Could you restate the lines from the one with "Target: green tree." up to and including the one with "[286,109,406,171]", putting "turf" in place of "grass lawn" and leaving everything else unchanged?

EXERCISE MATERIALS:
________________________
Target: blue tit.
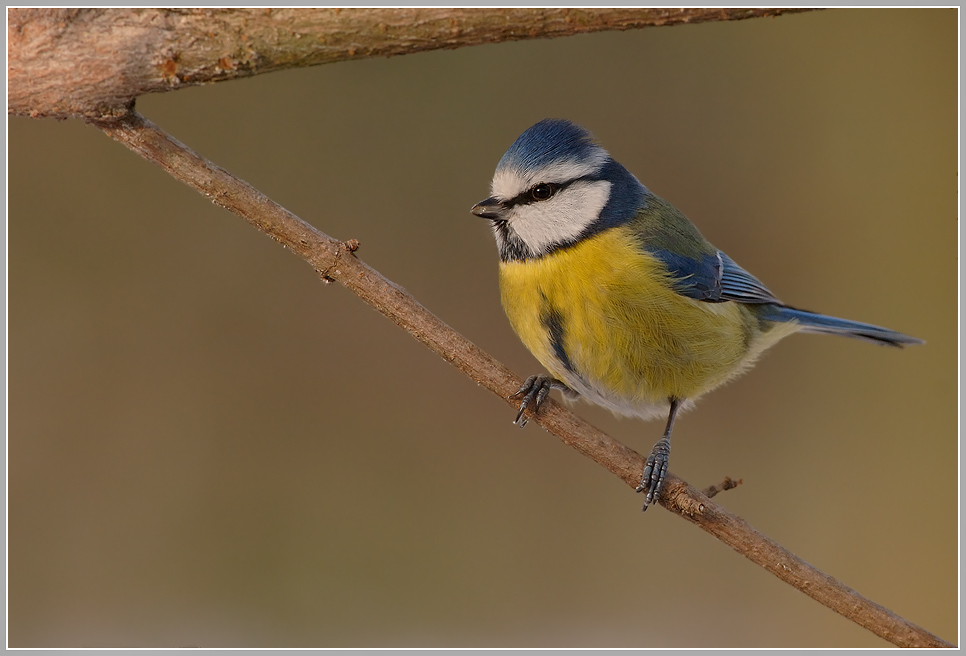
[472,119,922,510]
________________________
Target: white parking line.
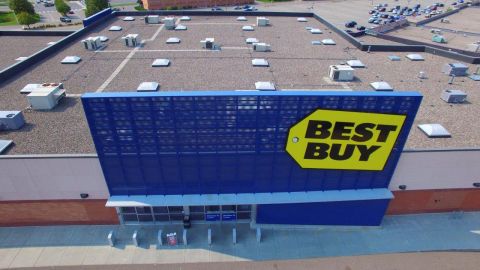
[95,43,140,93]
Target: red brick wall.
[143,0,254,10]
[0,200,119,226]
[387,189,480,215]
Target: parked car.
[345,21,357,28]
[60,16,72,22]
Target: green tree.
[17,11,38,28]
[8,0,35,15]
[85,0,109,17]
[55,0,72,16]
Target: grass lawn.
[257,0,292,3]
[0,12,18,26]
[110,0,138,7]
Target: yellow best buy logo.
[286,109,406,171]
________________________
SOLUTION FOR THIS PROBLEM:
Target: green tree.
[17,11,38,28]
[8,0,35,15]
[85,0,109,17]
[55,0,72,16]
Target: turf.
[257,0,292,3]
[0,12,18,26]
[110,0,138,7]
Target: yellow best buy logo.
[286,109,406,171]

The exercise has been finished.